* _Page excerpt_:
=-=-=-=-=
Family Secrets

Lies, Enrique De Heriz, Translated from the Spanish 2007

In this family from a small fishing village near Barcelona, the aging father, a painter and family story teller, suffers from Parkinson’s. The mother, a pioneering retired anthropologist specializing in primitive death rituals, travels to an isolated Guatemala resort to be alone. The oldest son is a supposedly successful divorced lawyer; his son, after an 18 month coma, suffers from brain damage and can only blurt out truths. The second son is a divorced pianist and composer. The daughter is single, pregnant, 38 years old, a truth seeker. The novel is written alternately in the voice of the mother and the daughter.

Calella de Palafrugell

The book concerns itself with family myths created by the painter and his mother about his father Simon who died before the painter was born; of the Russian woman next door who swam nude in her own private cove and posed for a nude portrait now hanging in the family home; and of Chinese poet Li Po.

Chimino’s Island Lodge

The mother secretly researches Simon and the Russian woman to discover the truth behind the myths but accidentally “dies” in a Guatemala boating mishap. In reality she discovers the body of a European woman and her own backpack accompanies the body to authorities who notify the family. The mother stays silent curious to observe or imagine the rituals surrounding her own “death”. She discovers, for all her studies, that she is unprepared to die.

The Custodian of Paradise, Wayne Johnston, 2007, Canada

St John's Harbor

Set largely in St John’s, Newfoundland from early in the 20th century into WWII, this is the story of an unusual woman. Abandoned by her mother when she was 6, the girl grows to an astounding 6 foot 3 inches in her early teens. Her father is a doctor, much ridiculed and at the margins of the St. John’s society of quality. Traumatized by the abandonment by his wife a Boston socialite and former nun, the small father must now bear the rumors that he is not the father of so tall a girl.

To defend herself from the disapproval and teasing of school mates and town people, the girl develops a quick wit and sharp tongue. At 15 she becomes pregnant and goes to Manhattan, to her remarried mother’s house, to have her baby, actually twins, a boy and a girl. The babies are raised by her mother as if they were her own, and the girl returns to St. John’s.

She does not return to her private school but enters an essay contest offered by the local newspaper. Her biting, cynical essay wins the contest and the editor hires her to write a witty column. She targets society, the clergy, the school masters, politicians, and most every other power in St. John’s. The newspapers circulation jumps. She writes using a pseudonym and often writes and signs letters from prominent citizens. She becomes known as “Fielding the Forger”, smokes cheap strong cigarettes and drinks moonshine liquor during prohibition.

The novel is written in the modern time-line shuffling manner. During WWII she finds and lives on an abandoned island where she can be alone to think and to write. The novel moves between her activities and writing on the island, and accounts of her school days, time in Manhattan, column writing and drinking, etc.

The driving mystery of the novel is the girl trying to understand why her mother abandoned her, who her biological father is, what has happened to her children. Returning to Manhattan, she comes down with TB spends two years in a sanitarium and is left crippled. 500 pages long, the style, settings, and mysteries keep you reading. Most interesting, perhaps, is what it is like to live in a small provincial society as an outcast. St. John’s today has a population of 100,000.
=-=-=-=-=
* _Supplied information_:

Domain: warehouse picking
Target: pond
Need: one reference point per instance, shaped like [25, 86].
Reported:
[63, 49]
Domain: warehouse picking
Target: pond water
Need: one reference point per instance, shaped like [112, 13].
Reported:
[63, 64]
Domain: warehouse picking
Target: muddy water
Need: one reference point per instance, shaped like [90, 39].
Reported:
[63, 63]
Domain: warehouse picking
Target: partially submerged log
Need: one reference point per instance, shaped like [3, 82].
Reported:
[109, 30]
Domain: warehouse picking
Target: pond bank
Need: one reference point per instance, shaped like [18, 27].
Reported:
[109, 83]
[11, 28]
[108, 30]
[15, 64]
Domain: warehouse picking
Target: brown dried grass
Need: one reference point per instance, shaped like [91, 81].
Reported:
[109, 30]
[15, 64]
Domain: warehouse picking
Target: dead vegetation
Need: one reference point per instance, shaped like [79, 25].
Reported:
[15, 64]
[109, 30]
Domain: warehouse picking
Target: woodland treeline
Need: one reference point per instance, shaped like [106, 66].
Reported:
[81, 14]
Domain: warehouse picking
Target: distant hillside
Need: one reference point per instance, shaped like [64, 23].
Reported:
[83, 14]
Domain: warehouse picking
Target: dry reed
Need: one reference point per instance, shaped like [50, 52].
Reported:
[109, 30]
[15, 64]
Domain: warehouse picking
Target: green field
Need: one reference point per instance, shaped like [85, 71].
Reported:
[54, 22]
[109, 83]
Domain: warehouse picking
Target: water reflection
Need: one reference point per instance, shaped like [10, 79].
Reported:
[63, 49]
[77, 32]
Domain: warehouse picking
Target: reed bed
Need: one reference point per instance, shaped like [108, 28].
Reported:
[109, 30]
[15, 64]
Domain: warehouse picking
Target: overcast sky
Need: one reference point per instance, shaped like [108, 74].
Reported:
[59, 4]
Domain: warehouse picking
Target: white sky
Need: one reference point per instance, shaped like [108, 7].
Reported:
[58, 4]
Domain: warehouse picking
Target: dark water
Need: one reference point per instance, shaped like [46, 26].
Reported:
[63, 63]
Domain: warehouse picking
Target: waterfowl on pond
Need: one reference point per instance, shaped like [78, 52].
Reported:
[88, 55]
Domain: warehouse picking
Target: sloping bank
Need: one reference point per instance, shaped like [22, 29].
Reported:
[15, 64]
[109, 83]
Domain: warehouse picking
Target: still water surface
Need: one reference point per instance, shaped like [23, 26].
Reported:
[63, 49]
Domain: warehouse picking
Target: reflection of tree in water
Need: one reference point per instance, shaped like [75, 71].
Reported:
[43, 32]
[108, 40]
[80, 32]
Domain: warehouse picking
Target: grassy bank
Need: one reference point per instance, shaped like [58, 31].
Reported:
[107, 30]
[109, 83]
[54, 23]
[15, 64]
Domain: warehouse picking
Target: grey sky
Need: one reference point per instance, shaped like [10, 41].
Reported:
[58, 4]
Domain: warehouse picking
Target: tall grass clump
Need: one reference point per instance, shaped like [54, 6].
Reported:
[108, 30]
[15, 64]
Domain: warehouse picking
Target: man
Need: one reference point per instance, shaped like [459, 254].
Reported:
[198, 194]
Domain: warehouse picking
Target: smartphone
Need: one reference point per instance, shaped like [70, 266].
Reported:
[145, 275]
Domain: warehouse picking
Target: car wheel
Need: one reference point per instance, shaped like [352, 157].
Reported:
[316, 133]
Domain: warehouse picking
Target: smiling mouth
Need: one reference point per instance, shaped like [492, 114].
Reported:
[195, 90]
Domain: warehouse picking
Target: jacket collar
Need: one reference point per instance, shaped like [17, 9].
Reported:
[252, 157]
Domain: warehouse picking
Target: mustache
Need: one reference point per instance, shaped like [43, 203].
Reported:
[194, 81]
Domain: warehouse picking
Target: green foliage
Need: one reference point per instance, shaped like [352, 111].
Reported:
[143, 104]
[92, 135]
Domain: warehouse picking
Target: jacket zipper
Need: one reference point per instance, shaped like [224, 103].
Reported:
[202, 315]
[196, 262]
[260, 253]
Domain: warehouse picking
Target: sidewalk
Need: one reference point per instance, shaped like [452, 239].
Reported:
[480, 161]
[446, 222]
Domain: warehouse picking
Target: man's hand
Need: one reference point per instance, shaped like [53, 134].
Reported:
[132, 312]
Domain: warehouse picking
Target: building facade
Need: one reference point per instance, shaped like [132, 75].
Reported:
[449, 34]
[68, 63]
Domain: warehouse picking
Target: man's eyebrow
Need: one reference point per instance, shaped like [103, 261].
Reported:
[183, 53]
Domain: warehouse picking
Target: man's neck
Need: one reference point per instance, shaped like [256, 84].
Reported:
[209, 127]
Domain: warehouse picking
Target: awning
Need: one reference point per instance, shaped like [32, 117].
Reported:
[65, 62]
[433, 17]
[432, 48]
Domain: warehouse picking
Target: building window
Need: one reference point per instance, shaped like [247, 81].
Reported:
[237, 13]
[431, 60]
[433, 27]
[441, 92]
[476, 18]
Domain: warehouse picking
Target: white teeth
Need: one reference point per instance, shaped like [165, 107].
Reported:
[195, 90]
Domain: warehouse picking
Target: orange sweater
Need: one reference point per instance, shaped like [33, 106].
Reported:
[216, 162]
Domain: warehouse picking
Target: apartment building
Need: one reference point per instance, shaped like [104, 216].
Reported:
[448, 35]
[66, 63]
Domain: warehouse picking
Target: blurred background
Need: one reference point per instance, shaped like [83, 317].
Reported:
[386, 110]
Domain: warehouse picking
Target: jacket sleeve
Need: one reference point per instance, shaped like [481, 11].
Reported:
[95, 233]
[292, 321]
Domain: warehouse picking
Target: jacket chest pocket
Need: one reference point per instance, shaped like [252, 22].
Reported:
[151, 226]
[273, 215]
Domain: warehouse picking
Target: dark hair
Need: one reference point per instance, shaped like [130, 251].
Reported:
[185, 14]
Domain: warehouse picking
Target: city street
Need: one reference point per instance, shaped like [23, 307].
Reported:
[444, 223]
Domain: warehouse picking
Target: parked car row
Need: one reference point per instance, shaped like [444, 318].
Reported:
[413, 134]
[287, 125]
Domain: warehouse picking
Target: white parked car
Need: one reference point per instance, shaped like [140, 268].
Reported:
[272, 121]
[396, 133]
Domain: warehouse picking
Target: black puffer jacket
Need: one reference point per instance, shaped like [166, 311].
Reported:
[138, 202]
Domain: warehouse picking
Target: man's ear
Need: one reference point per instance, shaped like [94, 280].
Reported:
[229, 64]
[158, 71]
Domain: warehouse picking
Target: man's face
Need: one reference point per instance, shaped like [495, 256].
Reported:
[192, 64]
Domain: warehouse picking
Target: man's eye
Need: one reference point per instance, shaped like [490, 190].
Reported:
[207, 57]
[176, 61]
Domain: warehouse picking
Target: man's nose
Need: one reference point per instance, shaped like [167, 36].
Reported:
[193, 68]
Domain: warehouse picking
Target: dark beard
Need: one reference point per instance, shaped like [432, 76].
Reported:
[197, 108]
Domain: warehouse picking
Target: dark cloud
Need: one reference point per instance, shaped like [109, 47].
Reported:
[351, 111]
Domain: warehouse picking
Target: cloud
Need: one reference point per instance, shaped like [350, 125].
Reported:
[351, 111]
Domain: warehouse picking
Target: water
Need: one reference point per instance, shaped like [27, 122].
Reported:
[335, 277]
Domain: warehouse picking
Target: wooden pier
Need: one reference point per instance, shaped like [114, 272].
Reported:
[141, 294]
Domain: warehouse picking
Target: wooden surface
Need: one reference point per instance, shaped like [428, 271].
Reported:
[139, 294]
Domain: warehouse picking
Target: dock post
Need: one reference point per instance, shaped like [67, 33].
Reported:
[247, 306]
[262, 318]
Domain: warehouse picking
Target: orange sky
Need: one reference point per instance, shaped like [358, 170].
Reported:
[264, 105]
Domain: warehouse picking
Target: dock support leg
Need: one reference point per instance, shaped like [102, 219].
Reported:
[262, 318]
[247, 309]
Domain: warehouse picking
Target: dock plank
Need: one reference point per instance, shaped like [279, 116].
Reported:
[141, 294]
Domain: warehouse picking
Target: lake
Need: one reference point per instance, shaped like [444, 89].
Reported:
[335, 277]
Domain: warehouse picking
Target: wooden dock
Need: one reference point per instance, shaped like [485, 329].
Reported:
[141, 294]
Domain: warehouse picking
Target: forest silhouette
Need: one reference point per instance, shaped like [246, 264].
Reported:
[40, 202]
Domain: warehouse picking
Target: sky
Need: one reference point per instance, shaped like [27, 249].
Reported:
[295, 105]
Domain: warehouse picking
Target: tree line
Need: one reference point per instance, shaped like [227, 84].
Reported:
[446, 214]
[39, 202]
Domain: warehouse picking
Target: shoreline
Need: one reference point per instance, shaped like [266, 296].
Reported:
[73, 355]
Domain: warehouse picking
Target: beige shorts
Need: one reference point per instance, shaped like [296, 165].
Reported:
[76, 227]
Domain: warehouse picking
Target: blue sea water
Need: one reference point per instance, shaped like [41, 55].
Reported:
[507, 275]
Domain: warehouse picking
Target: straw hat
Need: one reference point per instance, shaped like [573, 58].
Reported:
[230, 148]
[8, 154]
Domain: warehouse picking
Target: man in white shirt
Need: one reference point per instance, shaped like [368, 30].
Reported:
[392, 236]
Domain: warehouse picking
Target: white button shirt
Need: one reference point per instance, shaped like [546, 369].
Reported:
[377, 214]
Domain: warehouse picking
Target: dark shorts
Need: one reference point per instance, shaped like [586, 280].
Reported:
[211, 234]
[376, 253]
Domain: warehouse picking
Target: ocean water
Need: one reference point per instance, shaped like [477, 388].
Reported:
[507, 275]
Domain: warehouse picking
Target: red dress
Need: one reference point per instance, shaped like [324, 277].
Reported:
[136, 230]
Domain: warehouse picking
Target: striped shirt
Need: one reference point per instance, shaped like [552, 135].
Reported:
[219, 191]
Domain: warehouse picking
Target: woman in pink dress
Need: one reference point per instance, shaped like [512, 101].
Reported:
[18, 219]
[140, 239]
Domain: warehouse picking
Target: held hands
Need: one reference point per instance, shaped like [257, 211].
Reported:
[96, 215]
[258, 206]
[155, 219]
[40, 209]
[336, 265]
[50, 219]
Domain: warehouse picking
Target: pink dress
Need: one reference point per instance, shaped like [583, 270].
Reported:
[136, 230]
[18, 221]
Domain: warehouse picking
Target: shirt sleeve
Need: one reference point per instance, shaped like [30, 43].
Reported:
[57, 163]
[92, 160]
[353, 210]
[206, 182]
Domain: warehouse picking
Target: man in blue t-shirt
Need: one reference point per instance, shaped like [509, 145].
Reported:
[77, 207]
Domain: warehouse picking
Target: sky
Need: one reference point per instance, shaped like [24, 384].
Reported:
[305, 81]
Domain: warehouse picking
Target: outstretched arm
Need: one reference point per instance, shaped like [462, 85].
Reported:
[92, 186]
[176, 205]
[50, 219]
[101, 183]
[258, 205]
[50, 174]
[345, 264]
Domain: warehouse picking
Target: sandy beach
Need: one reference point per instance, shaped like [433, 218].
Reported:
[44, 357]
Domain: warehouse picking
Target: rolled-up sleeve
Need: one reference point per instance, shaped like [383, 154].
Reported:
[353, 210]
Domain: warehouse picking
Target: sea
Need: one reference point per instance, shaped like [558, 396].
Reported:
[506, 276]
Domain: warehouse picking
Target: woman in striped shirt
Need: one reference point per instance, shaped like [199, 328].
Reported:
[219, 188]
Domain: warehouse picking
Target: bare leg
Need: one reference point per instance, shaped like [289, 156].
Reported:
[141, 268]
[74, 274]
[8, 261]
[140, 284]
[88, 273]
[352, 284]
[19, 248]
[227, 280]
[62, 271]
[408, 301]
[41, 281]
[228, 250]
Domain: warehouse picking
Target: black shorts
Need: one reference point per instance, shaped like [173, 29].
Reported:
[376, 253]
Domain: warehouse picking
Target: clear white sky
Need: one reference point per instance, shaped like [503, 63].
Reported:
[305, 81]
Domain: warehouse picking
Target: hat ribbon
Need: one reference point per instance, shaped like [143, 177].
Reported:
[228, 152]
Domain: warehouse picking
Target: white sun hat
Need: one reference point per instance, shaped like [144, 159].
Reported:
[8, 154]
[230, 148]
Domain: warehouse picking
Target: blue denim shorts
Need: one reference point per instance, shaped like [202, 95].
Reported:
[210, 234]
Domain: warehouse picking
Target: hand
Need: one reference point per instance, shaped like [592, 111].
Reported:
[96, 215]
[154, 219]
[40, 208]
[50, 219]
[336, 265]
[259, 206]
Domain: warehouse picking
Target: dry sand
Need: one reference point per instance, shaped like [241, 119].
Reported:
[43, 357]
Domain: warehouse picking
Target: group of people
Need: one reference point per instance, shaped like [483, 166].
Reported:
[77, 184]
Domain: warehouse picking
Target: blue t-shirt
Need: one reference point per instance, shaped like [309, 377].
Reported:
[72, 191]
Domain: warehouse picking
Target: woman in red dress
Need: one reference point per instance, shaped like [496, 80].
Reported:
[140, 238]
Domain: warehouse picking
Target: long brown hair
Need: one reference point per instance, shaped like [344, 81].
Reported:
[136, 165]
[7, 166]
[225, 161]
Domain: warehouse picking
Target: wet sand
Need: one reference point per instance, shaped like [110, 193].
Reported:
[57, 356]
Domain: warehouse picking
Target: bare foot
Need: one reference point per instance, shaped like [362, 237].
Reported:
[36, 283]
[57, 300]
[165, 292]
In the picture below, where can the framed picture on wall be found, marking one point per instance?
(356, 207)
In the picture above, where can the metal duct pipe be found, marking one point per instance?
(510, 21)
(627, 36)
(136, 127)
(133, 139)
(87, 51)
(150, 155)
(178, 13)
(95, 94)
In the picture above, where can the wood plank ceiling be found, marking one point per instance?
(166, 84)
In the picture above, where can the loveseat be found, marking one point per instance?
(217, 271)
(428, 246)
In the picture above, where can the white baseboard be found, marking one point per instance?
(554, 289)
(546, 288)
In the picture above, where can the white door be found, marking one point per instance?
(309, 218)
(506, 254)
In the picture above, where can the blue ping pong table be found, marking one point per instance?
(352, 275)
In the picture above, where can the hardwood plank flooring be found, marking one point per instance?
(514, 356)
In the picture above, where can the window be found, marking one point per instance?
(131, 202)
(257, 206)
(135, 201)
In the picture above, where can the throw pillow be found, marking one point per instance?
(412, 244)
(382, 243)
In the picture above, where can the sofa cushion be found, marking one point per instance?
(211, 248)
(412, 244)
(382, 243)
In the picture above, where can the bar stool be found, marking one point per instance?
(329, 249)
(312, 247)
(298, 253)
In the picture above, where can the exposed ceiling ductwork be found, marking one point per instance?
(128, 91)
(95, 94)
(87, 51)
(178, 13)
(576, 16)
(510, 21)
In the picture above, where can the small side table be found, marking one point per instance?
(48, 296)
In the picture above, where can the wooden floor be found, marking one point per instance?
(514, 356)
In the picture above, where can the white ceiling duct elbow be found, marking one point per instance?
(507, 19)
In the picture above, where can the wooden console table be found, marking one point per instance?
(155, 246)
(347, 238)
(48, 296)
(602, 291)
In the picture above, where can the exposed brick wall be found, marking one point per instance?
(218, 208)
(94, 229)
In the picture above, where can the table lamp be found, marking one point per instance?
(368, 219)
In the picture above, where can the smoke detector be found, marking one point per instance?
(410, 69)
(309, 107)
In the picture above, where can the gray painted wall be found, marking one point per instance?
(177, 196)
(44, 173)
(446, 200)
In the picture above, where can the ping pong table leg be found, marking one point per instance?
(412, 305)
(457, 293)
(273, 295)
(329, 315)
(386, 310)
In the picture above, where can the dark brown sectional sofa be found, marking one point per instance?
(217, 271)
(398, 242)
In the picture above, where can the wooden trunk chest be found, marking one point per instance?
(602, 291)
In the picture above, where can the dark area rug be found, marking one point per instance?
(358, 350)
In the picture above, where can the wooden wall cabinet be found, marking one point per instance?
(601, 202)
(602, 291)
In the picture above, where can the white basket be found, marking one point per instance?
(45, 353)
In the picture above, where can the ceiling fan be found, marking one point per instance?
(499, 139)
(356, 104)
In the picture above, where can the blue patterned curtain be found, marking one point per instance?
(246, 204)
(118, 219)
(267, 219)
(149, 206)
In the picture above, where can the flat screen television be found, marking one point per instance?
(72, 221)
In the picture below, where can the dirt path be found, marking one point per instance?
=-=-=-=-=
* _Problems to solve_:
**a)** Reproduce the book reviews word for word, the stretch from "She does not" through "and drinking, etc.".
**b)** Using the book reviews, decide whether each statement agrees with the text. Give yes or no for each, and quote the deciding words.
(i) In Lies, the mother is a retired anthropologist who specialized in primitive death rituals.
(ii) In The Custodian of Paradise, the girl's mother abandoned her when she was 10.
(iii) The Custodian of Paradise runs 500 pages.
**c)** According to the book reviews, how long does the woman in The Custodian of Paradise spend in a sanitarium after contracting TB?

* _Responses to the tasks_:
**a)**
She does not return to her private school but enters an essay contest offered by the local newspaper. Her biting, cynical essay wins the contest and the editor hires her to write a witty column. She targets society, the clergy, the school masters, politicians, and most every other power in St. John’s. The newspapers circulation jumps. She writes using a pseudonym and often writes and signs letters from prominent citizens. She becomes known as “Fielding the Forger”, smokes cheap strong cigarettes and drinks moonshine liquor during prohibition.

The novel is written in the modern time-line shuffling manner. During WWII she finds and lives on an abandoned island where she can be alone to think and to write. The novel moves between her activities and writing on the island, and accounts of her school days, time in Manhattan, column writing and drinking, etc.

**b)**
(i) Yes: "a pioneering retired anthropologist specializing in primitive death rituals"
(ii) No: "Abandoned by her mother when she was 6"
(iii) Yes: "500 pages long"

**c)** Two years.